QUELLE:
.....
# Programm Mac zum konvertieren von MPEG Film



## dirkgently (13. September 2008)

Hallo.

Ich habe ein paar MPEG2 Filme, die ich in der Bildgröße ändern möchte.
Was für ein Programm auf dem Mac empfiehlt sich denn dafür?
Ich hab da leider nicht so den Überblick.

Vielen Dank.


----------



## akrite (13. September 2008)

...was spricht gegen Apples Quicktime Pro ? Damit kannst Du die optische Größe, die Kompession, die Framerate (soweit ich mich erinnere) und das Kodierungsformat frei wählen.


----------



## dirkgently (13. September 2008)

Hi !
Vielen Dank.
Ja, QuickTime würde ich auch am liebsten verwenden, 
allerdings finde ich in den Möglichkeiten zum Export kein MPEG2 Format
(nur einige andere Formate, darunter MPEG4)
.....
GENANNTES ZIEL A:
Welche Formatbezeichnungen, die mit „MPEG“ beginnen, kommen im Forumsthread zur MPEG-Konvertierung vor? Nenne jede davon einmal.
.....
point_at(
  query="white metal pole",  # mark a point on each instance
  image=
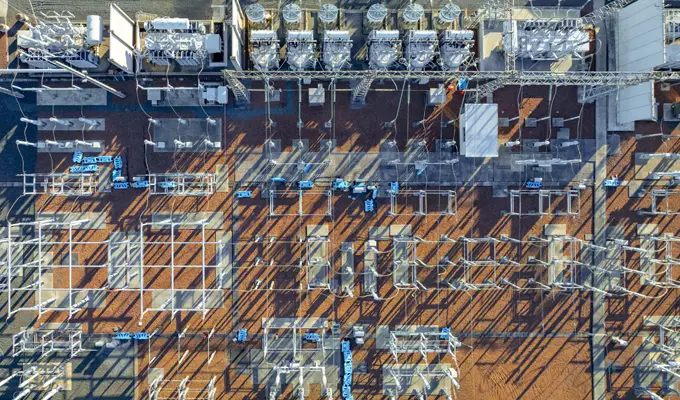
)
(87, 77)
(172, 269)
(203, 266)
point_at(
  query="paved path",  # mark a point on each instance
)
(598, 339)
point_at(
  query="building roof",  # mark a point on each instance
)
(479, 130)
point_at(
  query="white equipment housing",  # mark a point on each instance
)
(454, 48)
(300, 49)
(264, 50)
(337, 48)
(180, 40)
(384, 49)
(546, 40)
(420, 48)
(56, 38)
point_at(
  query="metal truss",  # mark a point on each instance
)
(318, 264)
(572, 78)
(405, 342)
(56, 184)
(190, 299)
(31, 258)
(545, 197)
(605, 11)
(186, 389)
(588, 94)
(667, 341)
(47, 341)
(421, 196)
(45, 378)
(397, 379)
(282, 345)
(174, 184)
(300, 194)
(660, 203)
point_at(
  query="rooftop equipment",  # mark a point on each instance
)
(411, 16)
(420, 48)
(94, 30)
(447, 16)
(328, 15)
(545, 40)
(337, 47)
(292, 14)
(256, 15)
(178, 39)
(454, 48)
(300, 49)
(56, 37)
(264, 50)
(375, 16)
(384, 49)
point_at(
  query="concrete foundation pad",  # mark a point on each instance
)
(69, 146)
(193, 134)
(400, 230)
(555, 230)
(75, 125)
(95, 220)
(317, 230)
(82, 97)
(214, 219)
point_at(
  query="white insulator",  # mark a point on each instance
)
(376, 14)
(448, 14)
(292, 13)
(32, 121)
(328, 14)
(60, 121)
(88, 121)
(412, 14)
(255, 13)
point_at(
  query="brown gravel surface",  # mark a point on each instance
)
(548, 358)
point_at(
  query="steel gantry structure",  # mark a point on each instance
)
(572, 78)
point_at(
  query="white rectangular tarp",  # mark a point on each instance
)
(639, 45)
(122, 32)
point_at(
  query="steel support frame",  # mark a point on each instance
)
(451, 199)
(170, 304)
(660, 202)
(548, 78)
(179, 184)
(41, 305)
(545, 202)
(424, 343)
(296, 347)
(57, 184)
(300, 195)
(47, 341)
(324, 264)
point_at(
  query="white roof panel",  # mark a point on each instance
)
(636, 103)
(639, 36)
(479, 130)
(121, 50)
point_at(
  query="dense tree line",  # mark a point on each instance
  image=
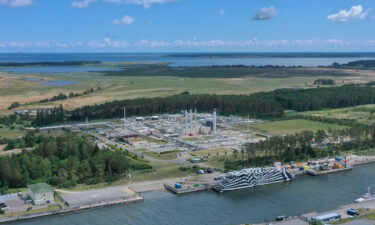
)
(303, 146)
(58, 97)
(356, 64)
(49, 116)
(65, 161)
(262, 105)
(26, 141)
(320, 98)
.....
GENANNTES ZIEL B:
Liste jede Zeile der Einträge auf, in der die Zeichenfolge „equipment“ vorkommt, und achte dabei auf Groß- und Kleinschreibung.

SCHRIFTLICHE LÖSUNG A:
MPEG, MPEG2, MPEG4

SCHRIFTLICHE LÖSUNG B:
  query="white equipment housing",  # mark a point on each instance
  query="rooftop equipment",  # mark a point on each instance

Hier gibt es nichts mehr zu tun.